--- What you are asked to do ---
Return only those lines of the records below in which "pedestrian" appears.

━━━ Listed entries ━━━

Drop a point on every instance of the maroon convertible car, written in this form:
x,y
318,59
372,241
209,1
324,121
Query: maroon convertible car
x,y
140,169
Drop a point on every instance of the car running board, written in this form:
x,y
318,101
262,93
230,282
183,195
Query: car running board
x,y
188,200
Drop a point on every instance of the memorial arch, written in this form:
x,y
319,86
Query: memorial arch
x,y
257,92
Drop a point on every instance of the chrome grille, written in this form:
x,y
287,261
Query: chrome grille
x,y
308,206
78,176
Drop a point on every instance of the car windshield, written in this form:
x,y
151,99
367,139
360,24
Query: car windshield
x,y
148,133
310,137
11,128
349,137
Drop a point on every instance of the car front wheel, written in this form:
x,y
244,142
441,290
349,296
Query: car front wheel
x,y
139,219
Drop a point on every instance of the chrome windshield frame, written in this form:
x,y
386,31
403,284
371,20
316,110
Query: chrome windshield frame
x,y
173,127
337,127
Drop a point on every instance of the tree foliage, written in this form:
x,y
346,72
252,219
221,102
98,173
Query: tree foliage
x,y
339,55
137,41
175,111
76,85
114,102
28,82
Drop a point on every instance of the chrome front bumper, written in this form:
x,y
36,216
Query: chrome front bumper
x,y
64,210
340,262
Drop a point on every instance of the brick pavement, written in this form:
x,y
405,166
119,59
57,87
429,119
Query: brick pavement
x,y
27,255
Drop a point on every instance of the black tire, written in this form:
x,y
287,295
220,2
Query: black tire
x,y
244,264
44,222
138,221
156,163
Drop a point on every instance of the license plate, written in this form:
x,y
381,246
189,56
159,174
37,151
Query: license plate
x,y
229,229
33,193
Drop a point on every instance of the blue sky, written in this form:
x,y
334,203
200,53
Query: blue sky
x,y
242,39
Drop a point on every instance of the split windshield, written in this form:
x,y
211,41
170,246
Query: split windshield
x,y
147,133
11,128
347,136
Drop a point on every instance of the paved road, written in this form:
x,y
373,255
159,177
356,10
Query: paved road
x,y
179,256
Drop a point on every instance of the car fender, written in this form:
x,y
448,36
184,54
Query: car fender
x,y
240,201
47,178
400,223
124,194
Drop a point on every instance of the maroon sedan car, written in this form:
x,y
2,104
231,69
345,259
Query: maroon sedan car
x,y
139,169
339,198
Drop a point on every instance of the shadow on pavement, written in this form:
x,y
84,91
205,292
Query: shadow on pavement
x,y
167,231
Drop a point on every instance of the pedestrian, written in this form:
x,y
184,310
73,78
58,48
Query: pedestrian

━━━

--- Task answer ---
Drop a point on every instance of the pedestrian, written in this form:
Query: pedestrian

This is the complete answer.